◆ **WHAT TO WORK ON**
Reproduce the passage about watching one's children play together from "When I describe" up to and including "them loving each other.".

◆ **PASSAGE GIVEN**
There are few joys in fatherhood that compare to hearing my child say "I love you, Daddy," but one that comes close is seeing my children loving each other. My four-year-old daughter and two-year-old daughter have reached an age that they love playing together. They will run around the house squealing and laughing and smiling and experiencing genuine joy being together. The baby has recently grown enough for her personality to begin to emerge. She smiles and giggles as I play peak-a-boo or shake a rattle for her. The two-year-old, who never misses an opportunity to be a 'big helper', loves to imitate me by playing these games with her sister as well.

When I describe these developments to friends and family, they will often comment on the convenience that comes with the children entertaining themselves so they don't require constant interaction. They are right that this is convenient, but there is a deeper joy that comes from watching my children play. Seeing my daughters find joy in their love for one another brings me genuine joy as well. I feel a deeper love for my family when I see them loving each other.

◆ **MATERIAL**
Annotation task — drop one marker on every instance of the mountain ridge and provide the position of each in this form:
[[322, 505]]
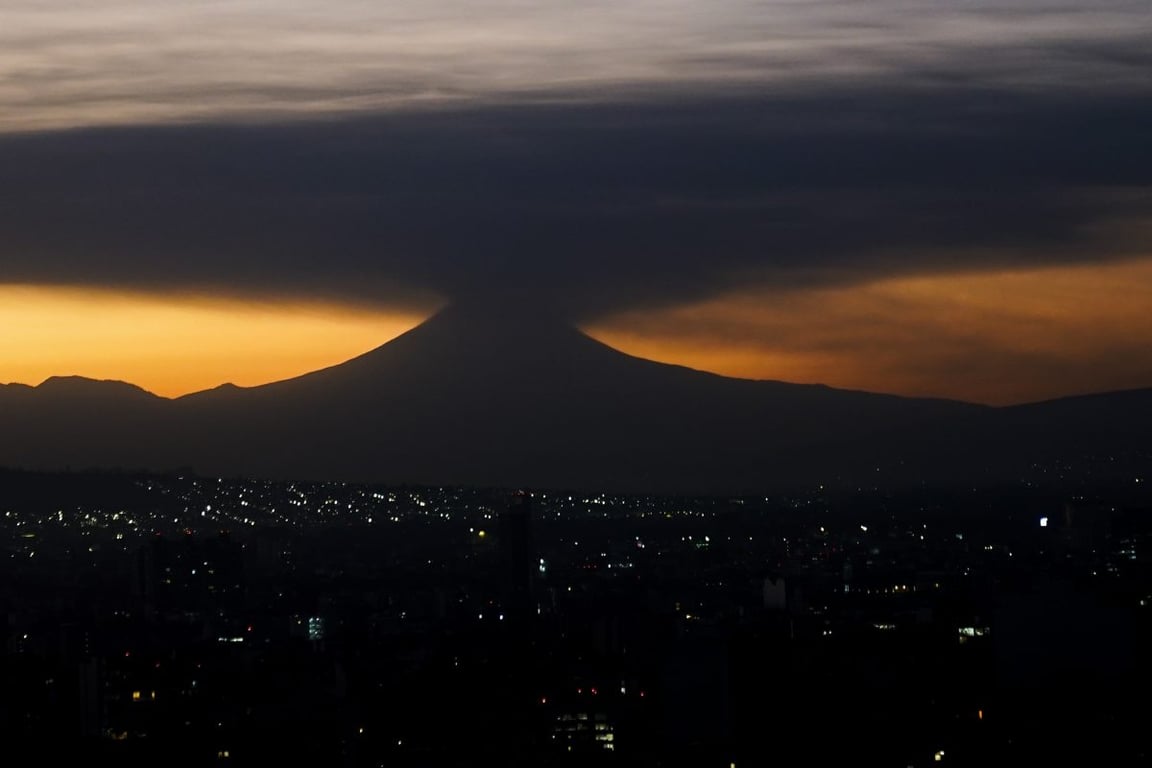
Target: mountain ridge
[[508, 397]]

◆ **REPLY**
When I describe these developments to friends and family, they will often comment on the convenience that comes with the children entertaining themselves so they don't require constant interaction. They are right that this is convenient, but there is a deeper joy that comes from watching my children play. Seeing my daughters find joy in their love for one another brings me genuine joy as well. I feel a deeper love for my family when I see them loving each other.